Excerpted passage »
· · · · ·
Re: Changing iptables on the fly
- From: ibuprofin@xxxxxxxxxxxxxxxxxxxxxx (Moe Trin)
- Date: Wed, 25 Oct 2006 14:50:51 -0500
On Mon, 23 Oct 2006, in the Usenet newsgroup comp.security.firewalls, in article
<jandoemen.2g78oh@xxxxxxxxxxxxxxxxxxxxxxx>, jandoemen wrote:
I didn't know there existed something like portknocking but I guess
it's the same idea except a few things I didn't found in other
solutions.
The concept has been around since the 1980s.
Simple portknocking is not so very secure because of the same sequence
every time. Dynamic knocking is better but more complex.
and complexity is what trips people all the time. Do not make things
so complex that _your_ procedure is the major cause of problems.
· · · · ·
Information given »
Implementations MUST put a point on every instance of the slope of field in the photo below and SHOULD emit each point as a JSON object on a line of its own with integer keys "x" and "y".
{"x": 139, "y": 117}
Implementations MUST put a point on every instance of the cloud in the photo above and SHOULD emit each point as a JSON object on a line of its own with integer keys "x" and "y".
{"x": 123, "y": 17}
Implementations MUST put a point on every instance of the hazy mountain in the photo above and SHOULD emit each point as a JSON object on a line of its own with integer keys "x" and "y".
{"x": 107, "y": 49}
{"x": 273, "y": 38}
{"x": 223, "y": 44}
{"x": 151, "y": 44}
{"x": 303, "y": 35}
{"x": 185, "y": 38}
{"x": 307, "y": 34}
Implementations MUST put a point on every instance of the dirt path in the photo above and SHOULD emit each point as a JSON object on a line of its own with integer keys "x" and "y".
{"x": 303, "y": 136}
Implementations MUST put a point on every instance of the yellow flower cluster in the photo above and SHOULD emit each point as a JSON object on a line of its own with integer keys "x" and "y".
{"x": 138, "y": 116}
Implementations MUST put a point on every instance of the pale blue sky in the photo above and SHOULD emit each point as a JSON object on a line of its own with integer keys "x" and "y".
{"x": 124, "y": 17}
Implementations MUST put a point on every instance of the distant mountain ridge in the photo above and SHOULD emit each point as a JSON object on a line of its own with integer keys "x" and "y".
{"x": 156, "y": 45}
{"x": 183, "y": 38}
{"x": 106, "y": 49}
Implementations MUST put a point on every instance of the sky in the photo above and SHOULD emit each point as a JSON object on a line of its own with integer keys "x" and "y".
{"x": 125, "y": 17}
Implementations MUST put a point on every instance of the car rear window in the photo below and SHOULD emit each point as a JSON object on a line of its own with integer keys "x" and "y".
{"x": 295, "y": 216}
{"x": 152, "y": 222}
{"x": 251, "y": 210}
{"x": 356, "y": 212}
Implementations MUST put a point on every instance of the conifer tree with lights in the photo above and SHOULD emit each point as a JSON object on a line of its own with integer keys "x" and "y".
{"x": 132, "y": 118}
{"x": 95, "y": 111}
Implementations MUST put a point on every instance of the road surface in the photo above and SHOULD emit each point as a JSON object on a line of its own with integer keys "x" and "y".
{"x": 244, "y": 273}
· · · · ·
Exercise brief »
Answer these questions about the Usenet post on changing iptables on the fly:
(a) In which newsgroup did the article being answered appear?
(b) Since what decade has the concept been around?
(c) Why is simple portknocking described as not very secure?

Finished answer »
(a) comp.security.firewalls
(b) The 1980s
(c) It uses the same sequence every time.